▸ **Extrait à lire**:

________________________

Le buffle d’eau: fidèle et utile
DE NOTRE CORRESPONDANT AU BRÉSIL
‘Sauve-qui-peut! Un tigre!’ hurlent les garçons. Ils se précipitent vers leurs buffles, sautent sur leur dos et s’enfuient au galop. Soudain, l’un d’eux, Saïdjah, perd l’équilibre et tombe dans la rizière, à la merci du tigre qui approche. Cependant, le buffle de Saïdjah a vu ce qui s’est passé. Il rebrousse chemin, place son corps imposant comme un toit au-dessus de son jeune ami et affronte le tigre. Le gros chat attaque, mais le buffle tient ferme et sauve la vie de Saïdjah.
CETTE scène, décrite par Eduard Douwes Dekker, un écrivain du XIXe siècle qui vivait en Asie, révèle un trait attachant du buffle d’eau: la fidélité, qui est encore aujourd’hui son signe distinctif. Selon un spécialiste, “le buffle d’eau est comme un chien. Il vous donnera son affection aussi longtemps que vous le traiterez bien”.
En Asie, à quatre ans, les enfants savent déjà prendre soin des buffles d’eau. Chaque jour, ils conduisent leur imposant ami à la rivière pour le laver. Avec leurs petites mains ils nettoient les oreilles, les yeux et les naseaux de l’animal, qui en pousse des soupirs de satisfaction. Sa peau sombre absorbe une grande quantité de chaleur, et comme il possède en proportion beaucoup moins de glandes sudoripares que les bovins, le buffle a du mal à se rafraîchir. Il n’est donc pas surprenant qu’il affectionne ces bains quotidiens! Pour reprendre les paroles d’un observateur: “Plongé dans l’eau ou dans la boue, un buffle qui rumine, les yeux mi-clos, est l’image même du bonheur.”

________________________

▸ **Consigne**: Poursuivez, s'il vous plaît, le texte sur le buffle d'eau à partir de sa dernière phrase.

▸ **Entrées répertoriées**:
________________________

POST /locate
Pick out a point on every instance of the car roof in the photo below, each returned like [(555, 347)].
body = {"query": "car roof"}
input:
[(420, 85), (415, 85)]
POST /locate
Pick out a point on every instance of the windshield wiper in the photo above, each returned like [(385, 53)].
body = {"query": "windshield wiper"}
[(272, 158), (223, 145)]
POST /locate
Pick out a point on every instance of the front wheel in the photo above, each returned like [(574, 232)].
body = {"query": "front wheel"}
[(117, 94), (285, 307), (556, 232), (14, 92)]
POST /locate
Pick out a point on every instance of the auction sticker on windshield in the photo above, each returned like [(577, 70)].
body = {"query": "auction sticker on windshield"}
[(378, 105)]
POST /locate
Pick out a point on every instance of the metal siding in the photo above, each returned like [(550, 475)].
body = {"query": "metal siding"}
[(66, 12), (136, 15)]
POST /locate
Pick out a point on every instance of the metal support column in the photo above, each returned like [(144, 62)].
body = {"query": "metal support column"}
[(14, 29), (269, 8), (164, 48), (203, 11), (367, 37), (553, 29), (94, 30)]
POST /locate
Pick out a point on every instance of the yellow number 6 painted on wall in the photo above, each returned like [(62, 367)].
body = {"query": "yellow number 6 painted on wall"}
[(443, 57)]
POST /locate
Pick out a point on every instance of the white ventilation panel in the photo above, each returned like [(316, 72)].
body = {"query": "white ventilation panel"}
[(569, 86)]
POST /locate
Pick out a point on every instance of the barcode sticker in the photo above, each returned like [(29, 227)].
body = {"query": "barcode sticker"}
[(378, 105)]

________________________

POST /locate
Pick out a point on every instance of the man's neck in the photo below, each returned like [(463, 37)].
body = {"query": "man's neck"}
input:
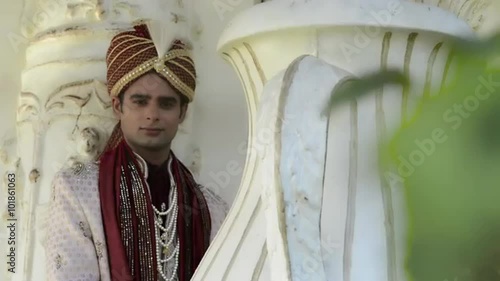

________________________

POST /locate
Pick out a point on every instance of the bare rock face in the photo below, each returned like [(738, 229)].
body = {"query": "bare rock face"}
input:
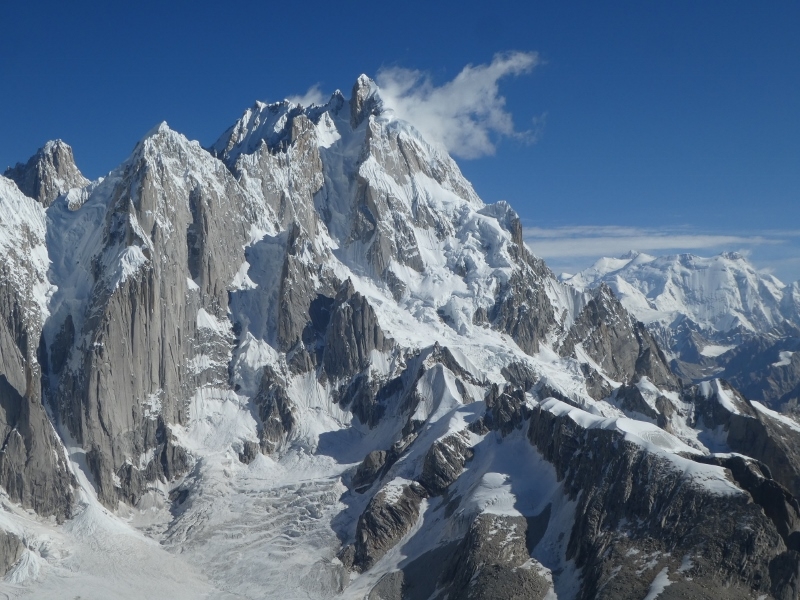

________________________

▸ **Résultat obtenu**:
Toutefois, son amour de l’eau n’est qu’une des caractéristiques du buffle. Qu’est-ce qui le distingue encore? Quelle est son utilité? Mais tout d’abord, voyons à quoi il ressemble.
De vigoureux cosmopolites
Le buffle d’eau (Bubalus bubalis) ressemble à un bœuf de grande taille à la peau presque glabre, couleur ardoise. Il pèse 900 kilos, parfois plus, et mesure jusqu’à 1,80 mètre au garrot. Avec ses cornes recourbées, son dos droit, son corps long et musclé et son cou tombant, cet animal évoque la force. Ses pattes robustes sont idéalement équipées pour marcher dans la boue: elles possèdent des sabots larges et des articulations extrêmement flexibles. Cette souplesse permet au buffle de replier les sabots, de franchir des obstacles et d’avancer dans des terres marécageuses, où les bovins restent embourbés.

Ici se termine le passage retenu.